### Action item
Nothing but an exact copy is wanted: the line with "Mark the purple" and each line after it in the data below, last line included.

*** Exercise input Section Begins ***

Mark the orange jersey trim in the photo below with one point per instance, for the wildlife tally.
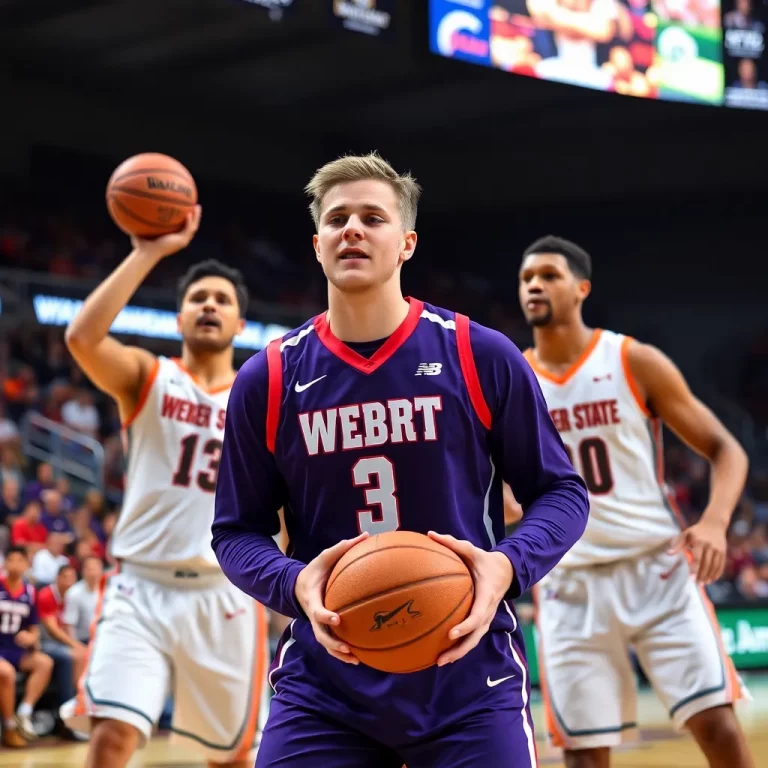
(213, 391)
(564, 378)
(145, 390)
(634, 387)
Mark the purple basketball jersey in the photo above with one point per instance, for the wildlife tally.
(17, 612)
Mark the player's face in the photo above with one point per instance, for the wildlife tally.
(549, 292)
(360, 241)
(16, 565)
(209, 318)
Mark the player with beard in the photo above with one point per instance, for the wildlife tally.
(169, 619)
(627, 581)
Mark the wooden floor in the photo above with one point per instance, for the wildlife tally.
(661, 747)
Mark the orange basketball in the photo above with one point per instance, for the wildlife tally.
(398, 595)
(150, 195)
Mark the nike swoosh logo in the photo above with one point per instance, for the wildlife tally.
(302, 387)
(494, 683)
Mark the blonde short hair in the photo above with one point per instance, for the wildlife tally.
(363, 168)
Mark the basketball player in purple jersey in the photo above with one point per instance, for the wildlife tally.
(19, 641)
(385, 413)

*** Exercise input Section Ends ***

### Solution below
Mark the purple basketball jersey in the photo above with one point per instance, for the wildlife tally.
(17, 612)
Mark the player's face in the photo above with one point per instance, for the wildlife tally.
(549, 292)
(360, 241)
(16, 565)
(209, 318)
Mark the player with beard in the photo above with one point per instance, for the wildlife tally.
(169, 619)
(627, 581)
Mark the wooden floor in the photo above with one point per instance, for the wildlife tally.
(661, 747)
Mark the orange basketball in the photo above with one point per instance, for the wildlife tally.
(398, 595)
(150, 195)
Mark the nike swoosh logo in the photo above with one point per instance, for the wildlife tally.
(302, 387)
(494, 683)
Mark the blonde short hair in the photo above with one point per instance, for the wildlife tally.
(363, 168)
Mark the basketball player in purple jersey in the photo above with one point per instance, for the wildlife tally.
(19, 641)
(385, 413)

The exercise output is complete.